**Document extract**
▼

Linear high-energy accelerators use a linear array of plates (or drift tubes) to which an alternating high-energy field is applied. As the particles approach a plate they are accelerated towards it by an opposite polarity charge applied to the plate. As they pass through a hole in the plate, the polarity is switched so that the plate now repels them and they are now accelerated by it towards the next plate. Normally a stream of "bunches" of particles are accelerated, so a carefully controlled AC voltage is applied to each plate to continuously repeat this process for each bunch.

As the particles approach the speed of light the switching rate of the electric fields becomes so high that they operate at radio frequencies, and so microwave cavities are used in higher energy machines instead of simple plates.

Linear accelerators are also widely used in medicine, for radiotherapy and radiosurgery. Medical grade linacs accelerate electrons using a klystron and a complex bending magnet arrangement which produces a beam of 6-30 MeV energy. The electrons can be used directly or they can be collided with a target to produce a beam of X-rays. The reliability, flexibility and accuracy of the radiation beam produced has largely supplanted the older use of Cobalt-60 therapy as a treatment tool.

Circular or cyclic accelerators

In the circular accelerator, particles move in a circle until they reach sufficient energy. The particle track is typically bent into a circle using electromagnets. The advantage of circular accelerators over linear accelerators (linacs) is that the ring topology allows continuous acceleration, as the particle can transit indefinitely. Another advantage is that a circular accelerator is smaller than a linear accelerator of comparable power (i.e. a linac would have to be extremely long to have the equivalent power of a circular accelerator).

▲

**Recorded information**
▼

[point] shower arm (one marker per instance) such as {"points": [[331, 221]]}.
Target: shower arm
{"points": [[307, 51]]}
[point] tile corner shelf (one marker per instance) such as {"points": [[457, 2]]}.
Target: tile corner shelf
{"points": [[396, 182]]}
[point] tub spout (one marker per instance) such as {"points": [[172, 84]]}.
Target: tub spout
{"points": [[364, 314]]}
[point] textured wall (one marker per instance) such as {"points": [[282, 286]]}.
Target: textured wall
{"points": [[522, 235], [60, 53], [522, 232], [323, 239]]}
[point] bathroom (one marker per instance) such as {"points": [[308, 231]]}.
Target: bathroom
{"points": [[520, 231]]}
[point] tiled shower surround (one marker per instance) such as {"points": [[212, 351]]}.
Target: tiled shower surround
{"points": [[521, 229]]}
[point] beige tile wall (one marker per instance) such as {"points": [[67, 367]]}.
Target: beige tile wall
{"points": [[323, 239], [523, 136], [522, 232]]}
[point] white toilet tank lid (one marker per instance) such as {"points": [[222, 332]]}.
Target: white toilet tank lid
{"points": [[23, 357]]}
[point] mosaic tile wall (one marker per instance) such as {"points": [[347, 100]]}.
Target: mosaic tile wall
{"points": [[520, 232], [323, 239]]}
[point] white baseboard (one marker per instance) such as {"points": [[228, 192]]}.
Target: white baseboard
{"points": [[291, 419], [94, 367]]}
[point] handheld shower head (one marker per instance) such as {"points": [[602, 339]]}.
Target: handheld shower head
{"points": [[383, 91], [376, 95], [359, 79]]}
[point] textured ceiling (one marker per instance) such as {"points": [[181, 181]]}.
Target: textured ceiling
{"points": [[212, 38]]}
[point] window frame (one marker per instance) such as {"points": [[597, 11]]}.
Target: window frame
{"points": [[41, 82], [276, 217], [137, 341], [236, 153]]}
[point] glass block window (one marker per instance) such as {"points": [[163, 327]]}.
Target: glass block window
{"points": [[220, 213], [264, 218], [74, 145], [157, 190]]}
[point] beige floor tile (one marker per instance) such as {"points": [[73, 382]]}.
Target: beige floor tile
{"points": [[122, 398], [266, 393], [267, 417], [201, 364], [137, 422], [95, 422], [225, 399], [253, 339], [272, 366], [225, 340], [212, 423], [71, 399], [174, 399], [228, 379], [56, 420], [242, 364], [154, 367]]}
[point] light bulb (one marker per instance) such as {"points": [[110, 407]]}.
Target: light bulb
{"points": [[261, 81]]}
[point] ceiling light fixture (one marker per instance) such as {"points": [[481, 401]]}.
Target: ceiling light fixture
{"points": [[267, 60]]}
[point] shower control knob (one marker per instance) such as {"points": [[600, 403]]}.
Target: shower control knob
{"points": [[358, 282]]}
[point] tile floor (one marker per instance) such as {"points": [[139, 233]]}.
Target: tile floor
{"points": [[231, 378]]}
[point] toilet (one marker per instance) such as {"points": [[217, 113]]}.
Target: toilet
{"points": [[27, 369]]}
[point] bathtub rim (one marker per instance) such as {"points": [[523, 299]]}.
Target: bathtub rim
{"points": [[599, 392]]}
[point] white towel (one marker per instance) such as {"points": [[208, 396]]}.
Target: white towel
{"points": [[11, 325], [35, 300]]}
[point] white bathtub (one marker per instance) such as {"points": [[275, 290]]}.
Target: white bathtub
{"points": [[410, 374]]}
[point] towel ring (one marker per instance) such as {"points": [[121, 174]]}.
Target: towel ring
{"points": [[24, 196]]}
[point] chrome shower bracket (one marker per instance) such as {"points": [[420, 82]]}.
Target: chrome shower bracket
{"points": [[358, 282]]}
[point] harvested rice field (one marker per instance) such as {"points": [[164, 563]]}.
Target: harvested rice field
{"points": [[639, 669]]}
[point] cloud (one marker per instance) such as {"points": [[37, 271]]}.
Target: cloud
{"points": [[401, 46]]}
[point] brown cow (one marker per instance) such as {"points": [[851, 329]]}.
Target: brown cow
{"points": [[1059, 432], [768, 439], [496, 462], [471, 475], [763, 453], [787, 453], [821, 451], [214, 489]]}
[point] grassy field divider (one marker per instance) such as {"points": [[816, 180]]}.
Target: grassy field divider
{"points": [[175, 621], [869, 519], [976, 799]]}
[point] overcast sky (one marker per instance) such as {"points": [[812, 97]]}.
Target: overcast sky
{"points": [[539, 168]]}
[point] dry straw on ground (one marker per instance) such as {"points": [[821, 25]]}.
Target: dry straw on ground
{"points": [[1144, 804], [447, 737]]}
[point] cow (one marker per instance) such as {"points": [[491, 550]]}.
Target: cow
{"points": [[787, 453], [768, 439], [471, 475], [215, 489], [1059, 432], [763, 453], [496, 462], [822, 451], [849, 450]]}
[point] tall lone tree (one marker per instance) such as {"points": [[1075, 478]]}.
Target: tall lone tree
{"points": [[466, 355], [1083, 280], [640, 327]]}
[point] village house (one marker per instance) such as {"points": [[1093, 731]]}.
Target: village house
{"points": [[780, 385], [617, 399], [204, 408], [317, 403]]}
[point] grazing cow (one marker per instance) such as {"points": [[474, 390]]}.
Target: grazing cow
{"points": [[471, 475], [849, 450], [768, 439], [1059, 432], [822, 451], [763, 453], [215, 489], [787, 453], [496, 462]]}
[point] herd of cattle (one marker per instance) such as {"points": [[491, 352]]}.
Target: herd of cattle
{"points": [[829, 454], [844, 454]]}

▲

**Required action 1**
Name the qualities of the radiation beam from medical linacs that, according to the text on particle accelerators, led it to largely replace Cobalt-60 therapy.
**Required action 2**
Carry the text on particle accelerators further, starting right after its final sentence about the size of circular accelerators.

**Answer box 1**
Reliability, flexibility and accuracy.

**Answer box 2**
Depending on the energy and the particle being accelerated, circular accelerators suffer a disadvantage in that the particles emit synchrotron radiation. When any charged particle is accelerated, it emits electromagnetic radiation and secondary emissions. As a particle traveling in a circle is always accelerating towards the center of the circle, it continuously radiates towards the tangent of the circle. This radiation is called synchrotron light and depends highly on the mass of the accelerating particle. For this reason, many high energy electron accelerators are linacs. Certain accelerators (synchrotrons) are however built specially for producing synchrotron light (X-rays).

Since the special theory of relativity requires that matter always travels slower than the speed of light in a vacuum, in high-energy accelerators, as the energy increases the particle speed approaches the speed of light as a limit, but never attains it. Therefore particle physicists do not generally think in terms of speed, but rather in terms of a particle's energy or momentum, usually measured in electron volts (eV). An important principle for circular accelerators, and particle beams in general, is that the curvature of the particle trajectory is proportional to the particle charge and to the magnetic field, but inversely proportional to the (typically relativistic) momentum.

Cyclotrons

The earliest operational circular accelerators were cyclotrons, invented in 1929 by Ernest O. Lawrence at the University of California, Berkeley. Cyclotrons have a single pair of hollow 'D'-shaped plates to accelerate the particles and a single large dipole magnet to bend their path into a circular orbit. It is a characteristic property of charged particles in a uniform and constant magnetic field B that they orbit with a constant period, at a frequency called the cyclotron frequency, so long as their speed is small compared to the speed of light c. This means that the accelerating D's of a cyclotron can be driven at a constant frequency by a radio frequency (RF) accelerating power source, as the beam spirals outwards continuously. The particles are injected in the centre of the magnet and are extracted at the outer edge at their maximum energy.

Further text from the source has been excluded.